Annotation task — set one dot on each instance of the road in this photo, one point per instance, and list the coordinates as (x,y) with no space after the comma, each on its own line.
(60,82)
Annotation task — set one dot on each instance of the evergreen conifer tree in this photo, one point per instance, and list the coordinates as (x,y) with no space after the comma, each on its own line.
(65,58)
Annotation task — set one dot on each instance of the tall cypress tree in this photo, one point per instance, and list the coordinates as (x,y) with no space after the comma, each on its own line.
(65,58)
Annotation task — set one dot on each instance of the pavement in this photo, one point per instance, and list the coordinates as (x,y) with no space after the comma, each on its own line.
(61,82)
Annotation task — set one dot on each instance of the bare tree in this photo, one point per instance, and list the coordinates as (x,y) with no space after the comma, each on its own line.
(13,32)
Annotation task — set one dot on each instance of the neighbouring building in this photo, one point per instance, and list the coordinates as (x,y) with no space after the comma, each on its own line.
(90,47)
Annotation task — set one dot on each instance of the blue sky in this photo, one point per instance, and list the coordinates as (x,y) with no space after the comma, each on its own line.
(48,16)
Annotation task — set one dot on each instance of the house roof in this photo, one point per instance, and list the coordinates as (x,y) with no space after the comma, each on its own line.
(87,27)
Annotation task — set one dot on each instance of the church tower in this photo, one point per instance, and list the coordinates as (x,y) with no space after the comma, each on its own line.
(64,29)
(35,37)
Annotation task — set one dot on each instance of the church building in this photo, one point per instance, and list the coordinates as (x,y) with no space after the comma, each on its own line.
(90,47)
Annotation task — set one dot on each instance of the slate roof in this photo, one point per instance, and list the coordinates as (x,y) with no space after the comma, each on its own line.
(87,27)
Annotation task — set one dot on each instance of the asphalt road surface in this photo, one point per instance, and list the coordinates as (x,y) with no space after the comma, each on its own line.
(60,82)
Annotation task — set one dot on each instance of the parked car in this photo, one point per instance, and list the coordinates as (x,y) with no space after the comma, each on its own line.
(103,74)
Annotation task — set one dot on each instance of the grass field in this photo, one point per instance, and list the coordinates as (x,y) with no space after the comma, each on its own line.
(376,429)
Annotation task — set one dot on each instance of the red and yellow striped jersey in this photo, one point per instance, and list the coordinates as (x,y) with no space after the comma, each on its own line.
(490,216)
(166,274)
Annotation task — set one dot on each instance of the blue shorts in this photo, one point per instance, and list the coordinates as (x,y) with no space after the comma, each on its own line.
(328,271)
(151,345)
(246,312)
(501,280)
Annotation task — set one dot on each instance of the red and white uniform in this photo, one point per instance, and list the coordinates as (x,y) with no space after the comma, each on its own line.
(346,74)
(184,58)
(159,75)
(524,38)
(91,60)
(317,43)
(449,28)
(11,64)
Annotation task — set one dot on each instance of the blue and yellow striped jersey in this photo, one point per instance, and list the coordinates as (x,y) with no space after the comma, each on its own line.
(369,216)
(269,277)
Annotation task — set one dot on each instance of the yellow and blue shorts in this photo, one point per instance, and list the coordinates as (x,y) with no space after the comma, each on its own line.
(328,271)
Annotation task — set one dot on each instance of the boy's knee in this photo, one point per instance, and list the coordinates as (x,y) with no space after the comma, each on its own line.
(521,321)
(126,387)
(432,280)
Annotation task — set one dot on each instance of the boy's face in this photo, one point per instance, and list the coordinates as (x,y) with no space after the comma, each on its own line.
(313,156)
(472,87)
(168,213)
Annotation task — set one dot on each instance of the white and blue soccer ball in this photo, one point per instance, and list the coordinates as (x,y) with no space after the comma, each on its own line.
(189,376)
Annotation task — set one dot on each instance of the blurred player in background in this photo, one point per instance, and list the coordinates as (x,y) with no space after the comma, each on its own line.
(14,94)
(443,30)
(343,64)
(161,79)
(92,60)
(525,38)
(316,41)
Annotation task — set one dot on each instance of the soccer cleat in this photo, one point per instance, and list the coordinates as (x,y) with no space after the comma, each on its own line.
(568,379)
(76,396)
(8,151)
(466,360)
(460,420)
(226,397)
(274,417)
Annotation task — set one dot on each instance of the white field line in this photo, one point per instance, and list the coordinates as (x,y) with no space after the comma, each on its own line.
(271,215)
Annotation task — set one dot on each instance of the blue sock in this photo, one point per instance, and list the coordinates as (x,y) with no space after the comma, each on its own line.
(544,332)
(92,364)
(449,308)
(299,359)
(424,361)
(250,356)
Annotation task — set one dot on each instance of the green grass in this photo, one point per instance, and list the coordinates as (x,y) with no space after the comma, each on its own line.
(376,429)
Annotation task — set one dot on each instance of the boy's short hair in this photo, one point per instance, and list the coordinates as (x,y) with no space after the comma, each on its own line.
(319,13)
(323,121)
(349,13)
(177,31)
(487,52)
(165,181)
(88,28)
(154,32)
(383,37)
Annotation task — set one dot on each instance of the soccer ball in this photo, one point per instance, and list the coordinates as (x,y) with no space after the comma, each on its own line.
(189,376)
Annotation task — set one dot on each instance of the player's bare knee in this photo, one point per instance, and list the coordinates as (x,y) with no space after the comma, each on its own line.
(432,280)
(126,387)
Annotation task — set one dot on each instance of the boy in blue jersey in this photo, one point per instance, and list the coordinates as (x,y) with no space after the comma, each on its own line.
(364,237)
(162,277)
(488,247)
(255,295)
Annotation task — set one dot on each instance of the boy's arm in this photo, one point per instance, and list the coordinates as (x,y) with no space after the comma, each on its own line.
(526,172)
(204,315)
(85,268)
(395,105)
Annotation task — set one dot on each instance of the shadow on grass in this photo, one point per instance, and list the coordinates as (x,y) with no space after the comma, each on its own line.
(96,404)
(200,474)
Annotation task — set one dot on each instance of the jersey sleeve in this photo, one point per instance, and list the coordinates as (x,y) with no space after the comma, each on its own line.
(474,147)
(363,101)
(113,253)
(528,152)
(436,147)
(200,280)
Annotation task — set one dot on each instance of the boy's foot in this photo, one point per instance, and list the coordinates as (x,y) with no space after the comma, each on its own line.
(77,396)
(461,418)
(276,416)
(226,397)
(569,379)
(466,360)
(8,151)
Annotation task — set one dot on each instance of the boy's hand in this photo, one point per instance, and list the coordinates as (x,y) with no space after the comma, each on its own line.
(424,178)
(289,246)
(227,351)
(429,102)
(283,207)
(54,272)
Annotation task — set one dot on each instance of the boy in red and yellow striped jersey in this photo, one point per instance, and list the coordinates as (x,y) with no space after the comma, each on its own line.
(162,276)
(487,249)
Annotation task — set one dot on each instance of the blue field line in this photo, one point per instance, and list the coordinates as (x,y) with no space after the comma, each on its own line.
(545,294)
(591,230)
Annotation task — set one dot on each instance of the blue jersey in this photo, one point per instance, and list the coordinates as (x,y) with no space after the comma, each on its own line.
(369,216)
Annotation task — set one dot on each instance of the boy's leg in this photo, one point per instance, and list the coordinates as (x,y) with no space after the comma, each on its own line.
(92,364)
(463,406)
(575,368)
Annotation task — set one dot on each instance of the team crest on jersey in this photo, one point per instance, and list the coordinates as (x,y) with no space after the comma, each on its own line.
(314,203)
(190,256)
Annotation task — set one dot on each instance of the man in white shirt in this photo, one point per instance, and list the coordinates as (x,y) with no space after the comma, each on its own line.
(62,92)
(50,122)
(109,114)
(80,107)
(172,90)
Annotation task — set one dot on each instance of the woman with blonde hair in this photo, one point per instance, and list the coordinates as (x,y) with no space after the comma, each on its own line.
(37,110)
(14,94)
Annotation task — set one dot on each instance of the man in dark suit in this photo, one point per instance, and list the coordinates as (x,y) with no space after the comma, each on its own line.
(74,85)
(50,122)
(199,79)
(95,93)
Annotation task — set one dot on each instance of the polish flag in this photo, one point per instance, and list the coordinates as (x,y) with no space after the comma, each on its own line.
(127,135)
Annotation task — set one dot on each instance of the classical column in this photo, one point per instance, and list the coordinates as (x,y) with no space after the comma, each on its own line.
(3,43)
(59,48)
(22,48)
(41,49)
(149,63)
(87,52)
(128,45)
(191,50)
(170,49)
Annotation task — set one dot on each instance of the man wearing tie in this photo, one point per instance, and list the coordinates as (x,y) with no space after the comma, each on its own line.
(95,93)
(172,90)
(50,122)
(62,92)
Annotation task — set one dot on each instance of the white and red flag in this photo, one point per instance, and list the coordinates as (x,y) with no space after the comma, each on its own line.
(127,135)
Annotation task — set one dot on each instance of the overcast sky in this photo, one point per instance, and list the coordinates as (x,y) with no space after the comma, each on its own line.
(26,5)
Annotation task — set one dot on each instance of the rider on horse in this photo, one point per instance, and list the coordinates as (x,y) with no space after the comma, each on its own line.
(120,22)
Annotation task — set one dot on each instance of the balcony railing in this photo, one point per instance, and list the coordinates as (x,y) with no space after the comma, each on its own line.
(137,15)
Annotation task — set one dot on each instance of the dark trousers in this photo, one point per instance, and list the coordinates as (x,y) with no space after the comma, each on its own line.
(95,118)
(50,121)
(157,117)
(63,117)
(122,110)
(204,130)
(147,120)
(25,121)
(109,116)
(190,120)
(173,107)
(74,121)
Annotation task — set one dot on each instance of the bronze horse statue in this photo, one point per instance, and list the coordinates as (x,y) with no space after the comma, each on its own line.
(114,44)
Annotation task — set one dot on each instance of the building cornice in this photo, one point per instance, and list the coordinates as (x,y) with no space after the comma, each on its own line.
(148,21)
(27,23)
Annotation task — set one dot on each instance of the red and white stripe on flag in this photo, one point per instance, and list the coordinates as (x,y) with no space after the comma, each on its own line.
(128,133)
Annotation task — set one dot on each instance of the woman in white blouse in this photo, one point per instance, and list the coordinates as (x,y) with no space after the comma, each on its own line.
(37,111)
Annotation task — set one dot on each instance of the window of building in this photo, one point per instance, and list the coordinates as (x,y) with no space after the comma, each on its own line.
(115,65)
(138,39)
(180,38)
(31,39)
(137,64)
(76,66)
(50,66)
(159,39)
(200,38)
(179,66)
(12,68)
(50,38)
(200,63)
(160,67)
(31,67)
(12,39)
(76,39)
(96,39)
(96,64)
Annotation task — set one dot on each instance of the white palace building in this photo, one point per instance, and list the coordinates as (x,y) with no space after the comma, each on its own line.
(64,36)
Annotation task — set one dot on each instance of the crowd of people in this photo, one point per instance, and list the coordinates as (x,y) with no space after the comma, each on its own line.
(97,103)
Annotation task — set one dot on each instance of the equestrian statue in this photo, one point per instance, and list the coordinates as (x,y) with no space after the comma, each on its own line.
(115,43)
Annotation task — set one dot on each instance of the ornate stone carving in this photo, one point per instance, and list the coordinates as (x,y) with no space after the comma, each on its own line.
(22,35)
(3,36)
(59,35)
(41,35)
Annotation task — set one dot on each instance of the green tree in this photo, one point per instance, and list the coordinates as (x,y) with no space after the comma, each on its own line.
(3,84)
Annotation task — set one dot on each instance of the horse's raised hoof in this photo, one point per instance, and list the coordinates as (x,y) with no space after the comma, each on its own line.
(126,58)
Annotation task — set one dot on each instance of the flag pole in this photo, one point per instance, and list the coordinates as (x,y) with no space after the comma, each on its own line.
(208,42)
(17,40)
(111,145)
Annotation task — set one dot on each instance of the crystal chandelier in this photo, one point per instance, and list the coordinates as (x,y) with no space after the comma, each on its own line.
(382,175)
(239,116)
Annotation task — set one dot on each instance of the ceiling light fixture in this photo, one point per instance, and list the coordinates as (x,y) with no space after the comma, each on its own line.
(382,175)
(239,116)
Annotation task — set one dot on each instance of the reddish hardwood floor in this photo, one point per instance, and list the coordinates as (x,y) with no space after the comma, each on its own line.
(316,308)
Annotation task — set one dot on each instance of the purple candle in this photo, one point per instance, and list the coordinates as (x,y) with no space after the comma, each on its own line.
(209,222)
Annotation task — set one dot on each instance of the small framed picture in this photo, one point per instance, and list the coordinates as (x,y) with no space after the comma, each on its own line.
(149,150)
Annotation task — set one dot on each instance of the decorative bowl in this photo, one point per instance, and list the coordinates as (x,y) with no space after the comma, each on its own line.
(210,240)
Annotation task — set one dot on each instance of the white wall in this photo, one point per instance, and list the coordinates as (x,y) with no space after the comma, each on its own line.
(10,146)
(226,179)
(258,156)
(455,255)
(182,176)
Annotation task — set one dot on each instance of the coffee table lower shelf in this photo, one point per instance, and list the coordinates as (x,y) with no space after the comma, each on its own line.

> Directions for this task:
Copy, character for character, the lines from the line that holds "of the reddish" through the final line of the records above.

> Answer for the task:
Annotation task — set one dot on each instance of the reddish hardwood floor in this photo, one point per instance, and list the coordinates as (x,y) with no space after the comma, each on its own line.
(316,308)
Annotation task — set one dot on each instance of the purple candle in this photo, one point per instance, and list the coordinates as (x,y) with no space after the comma, each on its own line.
(209,222)
Annotation task — set one dot on each instance of the small framed picture in this photo, one point per instance, and list the coordinates as (x,y) with no space after the comma, each on its own line.
(149,150)
Annotation task — set one dot on each instance of the decorative bowl in this photo, one point per instance, and list the coordinates as (x,y) with no space after the comma, each on its own line.
(210,240)
Annotation task — set one dot on each instance of the white wall in this photo, one point per instance, and list the coordinates as (x,y) with no space after the comma, each on its own line.
(10,146)
(226,179)
(258,156)
(455,255)
(182,176)
Annotation task — set one dot on each instance of the coffee table lower shelf in this photo, one point per instance, and list the coordinates as (x,y) with no space after the comma, each on its own line.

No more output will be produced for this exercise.